REQUIRED ACTIONS:
1) Translate this sentence from the passage on portfolio score distributions into Spanish: "When the investors are equally divided among allocation strategies, the distribution of score is bimodal with the modes being around 0.2 and 0.8."
2) Pick up the passage on portfolio score distributions after its final sentence and keep going.

TEXT SHOWN:
● ● ● ● ●
The distributions of scores of the Mean-variance (MV) optimal portfolio for different risk’s behavioral functions (high, medium, low risk) and a sequence of temperatures \(T_i\) such that the distributions in the sequence \(p_{T_i}{w}\propto e^{\langle r, w\rangle /T_i}\) are equidistant w.r.t. \(L_2\) norm. Plot B, C, D refer to Fig. 7

In our example, we focus on the MV portfolio in Table 1 considering the case of the \(M=70\) allocation strategies of Sect. 6.1. For each risk’s behavioral function, we use the same temperatures as in Fig. 9, where we compute the parametric scores. Thus, the plots in Fig. 10 illustrate how the distribution of score of the MV portfolio changes as the tendency of the investors’ behavior—induced by the behavioral functions—increases.

When the investors are equally divided among allocation strategies, the distribution of score is bimodal with the modes being around 0.2 and 0.8. The latter implies that—for this investors’ composition—the score of MV has a high probability to be around 0.8 or 0.2. As the percentage of investors who select strategies with a medium level of risk increases the modes are shifting to the extreme values, e.g. around 0 and 1. Moreover, the total mass over the modes increases. Also, the mass over the mode of the largest value gets larger than the mass over the mode of the smallest value. Thus, the probability of MV to achieve a good score increases as the temperature T decreases. On the other side, the MV has a high probability to be either among the best or worst performers, which implies that it is also quite risky w.r.t. to that score. The same occurs as the percentage of investors who select strategies with a low level of risk increases.
● ● ● ● ●
SOURCE DATA:
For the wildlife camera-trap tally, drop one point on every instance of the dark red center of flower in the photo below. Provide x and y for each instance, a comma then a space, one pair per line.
● ● ● ● ●
TASK-BY-TASK ANSWERS:
1) Cuando los inversores se reparten por igual entre las estrategias de asignación, la distribución de la puntuación es bimodal, con modas en torno a 0,2 y 0,8.

2)
However, as the percentage of investors who select strategies with a high level of risk increases, the modes are shifting towards the opposite directions than in the previous cases. Moreover, for the median temperature, the distribution of the score becomes unimodal and it is centered at 0.5. As the temperature further increases the modes are shifting towards the extreme scores, e.g. 0 and 1. In this case, the mass over the mode of the largest value gets smaller than the mass over the mode of the smallest value. Thus, as the percentage of investors who select high-risk strategies increases the probability of MV achieving a bad score increases. However, when the investors’ composition is implied by the median temperature, MV has a very small probability to be among the best or worst performers, as the mass is concentrated around the score of 0.5. The latter make the MV portfolio a safe (stable) choice w.r.t. that score.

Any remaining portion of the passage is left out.